━━ PROVIDED DATA ━━

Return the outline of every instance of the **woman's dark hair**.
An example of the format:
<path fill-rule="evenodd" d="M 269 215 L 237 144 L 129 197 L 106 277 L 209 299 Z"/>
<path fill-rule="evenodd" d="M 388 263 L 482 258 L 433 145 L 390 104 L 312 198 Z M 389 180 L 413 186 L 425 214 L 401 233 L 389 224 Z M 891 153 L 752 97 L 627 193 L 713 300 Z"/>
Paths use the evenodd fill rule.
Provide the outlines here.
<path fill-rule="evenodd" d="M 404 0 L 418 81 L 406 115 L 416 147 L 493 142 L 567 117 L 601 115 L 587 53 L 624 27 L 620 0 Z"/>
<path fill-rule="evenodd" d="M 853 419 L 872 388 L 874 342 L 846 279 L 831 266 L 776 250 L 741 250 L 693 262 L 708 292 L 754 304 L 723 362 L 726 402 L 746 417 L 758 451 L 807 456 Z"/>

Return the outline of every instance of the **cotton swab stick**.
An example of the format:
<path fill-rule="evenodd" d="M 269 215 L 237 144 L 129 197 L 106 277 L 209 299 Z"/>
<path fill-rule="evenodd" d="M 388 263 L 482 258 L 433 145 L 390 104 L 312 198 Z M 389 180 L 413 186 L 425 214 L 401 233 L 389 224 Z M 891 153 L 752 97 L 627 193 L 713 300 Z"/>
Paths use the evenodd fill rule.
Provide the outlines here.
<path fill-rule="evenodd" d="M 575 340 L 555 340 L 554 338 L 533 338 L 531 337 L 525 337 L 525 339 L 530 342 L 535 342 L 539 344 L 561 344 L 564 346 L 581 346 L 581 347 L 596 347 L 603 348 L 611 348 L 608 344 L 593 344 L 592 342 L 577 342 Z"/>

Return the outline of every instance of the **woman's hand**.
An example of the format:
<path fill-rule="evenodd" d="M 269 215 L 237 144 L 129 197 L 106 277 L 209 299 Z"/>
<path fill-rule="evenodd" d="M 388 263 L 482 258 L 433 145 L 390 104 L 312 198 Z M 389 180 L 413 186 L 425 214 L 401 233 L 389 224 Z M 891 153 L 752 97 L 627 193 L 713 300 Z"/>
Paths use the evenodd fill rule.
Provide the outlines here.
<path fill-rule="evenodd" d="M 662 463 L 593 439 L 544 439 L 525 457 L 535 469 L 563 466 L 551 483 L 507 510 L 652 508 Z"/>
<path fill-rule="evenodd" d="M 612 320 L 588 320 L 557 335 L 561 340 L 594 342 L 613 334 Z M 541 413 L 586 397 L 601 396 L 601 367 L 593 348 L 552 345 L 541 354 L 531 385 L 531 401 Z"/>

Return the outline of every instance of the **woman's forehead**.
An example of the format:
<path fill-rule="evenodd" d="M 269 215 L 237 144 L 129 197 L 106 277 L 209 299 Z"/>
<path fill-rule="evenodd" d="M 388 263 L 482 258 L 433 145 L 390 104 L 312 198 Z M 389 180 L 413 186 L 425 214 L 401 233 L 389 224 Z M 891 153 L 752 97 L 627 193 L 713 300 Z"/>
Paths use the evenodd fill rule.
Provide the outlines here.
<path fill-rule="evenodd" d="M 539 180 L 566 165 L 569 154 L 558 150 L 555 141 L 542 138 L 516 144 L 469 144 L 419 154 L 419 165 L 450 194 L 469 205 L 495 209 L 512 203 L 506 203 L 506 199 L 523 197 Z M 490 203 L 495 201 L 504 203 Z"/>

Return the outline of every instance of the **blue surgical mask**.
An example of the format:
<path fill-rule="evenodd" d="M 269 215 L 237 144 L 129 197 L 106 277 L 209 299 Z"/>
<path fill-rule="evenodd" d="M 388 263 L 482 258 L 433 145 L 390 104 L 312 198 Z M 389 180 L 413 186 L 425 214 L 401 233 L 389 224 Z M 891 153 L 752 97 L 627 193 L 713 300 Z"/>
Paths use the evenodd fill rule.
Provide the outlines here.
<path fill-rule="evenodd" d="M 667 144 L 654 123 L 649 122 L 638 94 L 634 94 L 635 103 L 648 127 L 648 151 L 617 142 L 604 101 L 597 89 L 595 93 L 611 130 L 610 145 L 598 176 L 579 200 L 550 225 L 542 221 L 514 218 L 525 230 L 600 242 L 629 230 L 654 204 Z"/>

━━━

_STATED PROBLEM_: Give all of the entries above as a JSON list of strings, one string for each line, leaving out blank lines.

_RESPONSE FOR THIS EXERCISE_:
[
  "Return the outline of every instance of the **woman's dark hair**.",
  "An example of the format:",
  "<path fill-rule=\"evenodd\" d=\"M 269 215 L 237 144 L 129 197 L 106 277 L 209 299 Z\"/>",
  "<path fill-rule=\"evenodd\" d=\"M 388 263 L 482 258 L 433 145 L 390 104 L 312 198 Z M 389 180 L 413 186 L 425 214 L 401 233 L 389 224 Z M 891 153 L 752 97 L 627 193 L 713 300 Z\"/>",
  "Paths use the evenodd fill rule.",
  "Provide the outlines here.",
  "<path fill-rule=\"evenodd\" d=\"M 404 0 L 418 81 L 406 115 L 416 147 L 493 142 L 567 117 L 601 115 L 587 53 L 624 27 L 620 0 Z\"/>",
  "<path fill-rule=\"evenodd\" d=\"M 853 419 L 872 388 L 874 342 L 846 279 L 831 266 L 776 250 L 741 250 L 693 262 L 708 292 L 754 304 L 723 362 L 726 402 L 746 417 L 758 451 L 807 456 Z\"/>",
  "Return the outline of every instance of the **cotton swab stick**.",
  "An example of the format:",
  "<path fill-rule=\"evenodd\" d=\"M 269 215 L 237 144 L 129 197 L 106 277 L 209 299 Z\"/>",
  "<path fill-rule=\"evenodd\" d=\"M 388 263 L 482 258 L 433 145 L 390 104 L 312 198 Z M 389 180 L 413 186 L 425 214 L 401 233 L 389 224 Z M 891 153 L 752 97 L 627 193 L 713 300 Z\"/>",
  "Paths use the evenodd fill rule.",
  "Provide the outlines here.",
  "<path fill-rule=\"evenodd\" d=\"M 575 340 L 555 340 L 554 338 L 533 338 L 531 337 L 525 337 L 525 339 L 530 342 L 535 342 L 539 344 L 561 344 L 564 346 L 581 346 L 581 347 L 596 347 L 603 348 L 611 348 L 608 344 L 593 344 L 592 342 L 577 342 Z\"/>",
  "Return the outline of every instance of the **woman's hand**.",
  "An example of the format:",
  "<path fill-rule=\"evenodd\" d=\"M 269 215 L 237 144 L 129 197 L 106 277 L 209 299 Z\"/>",
  "<path fill-rule=\"evenodd\" d=\"M 388 263 L 482 258 L 433 145 L 390 104 L 312 198 Z M 389 180 L 413 186 L 425 214 L 401 233 L 389 224 Z M 891 153 L 752 97 L 627 193 L 713 300 Z\"/>",
  "Paths use the evenodd fill rule.",
  "Provide the outlines here.",
  "<path fill-rule=\"evenodd\" d=\"M 662 463 L 593 439 L 544 439 L 525 457 L 535 469 L 563 466 L 551 483 L 507 510 L 652 508 Z\"/>",
  "<path fill-rule=\"evenodd\" d=\"M 612 320 L 588 320 L 557 335 L 561 340 L 594 342 L 613 334 Z M 541 413 L 586 397 L 601 396 L 601 367 L 593 348 L 552 345 L 541 354 L 531 385 L 531 401 Z\"/>",
  "Return the outline of every instance of the **woman's forehead**.",
  "An example of the format:",
  "<path fill-rule=\"evenodd\" d=\"M 269 215 L 237 144 L 129 197 L 106 277 L 209 299 Z\"/>",
  "<path fill-rule=\"evenodd\" d=\"M 388 263 L 482 258 L 433 145 L 390 104 L 312 198 Z M 389 180 L 413 186 L 425 214 L 401 233 L 389 224 Z M 891 153 L 752 97 L 627 193 L 713 300 Z\"/>",
  "Paths use the evenodd fill rule.",
  "Provide the outlines here.",
  "<path fill-rule=\"evenodd\" d=\"M 539 180 L 566 165 L 569 154 L 558 150 L 555 141 L 542 138 L 516 144 L 469 144 L 419 154 L 419 165 L 450 194 L 469 205 L 495 209 L 512 203 L 506 203 L 506 199 L 523 197 Z M 490 203 L 495 201 L 504 203 Z\"/>",
  "Return the outline of every instance of the **blue surgical mask**.",
  "An example of the format:",
  "<path fill-rule=\"evenodd\" d=\"M 269 215 L 237 144 L 129 197 L 106 277 L 209 299 Z\"/>",
  "<path fill-rule=\"evenodd\" d=\"M 388 263 L 482 258 L 433 145 L 390 104 L 312 198 Z M 389 180 L 413 186 L 425 214 L 401 233 L 389 224 Z M 891 153 L 752 97 L 627 193 L 713 300 Z\"/>",
  "Paths use the evenodd fill rule.",
  "Provide the outlines here.",
  "<path fill-rule=\"evenodd\" d=\"M 667 144 L 654 123 L 649 122 L 638 94 L 634 94 L 635 103 L 648 127 L 648 151 L 617 142 L 604 101 L 597 89 L 595 93 L 611 130 L 610 145 L 598 176 L 579 200 L 550 225 L 542 221 L 514 218 L 525 230 L 600 242 L 629 230 L 654 204 Z\"/>"
]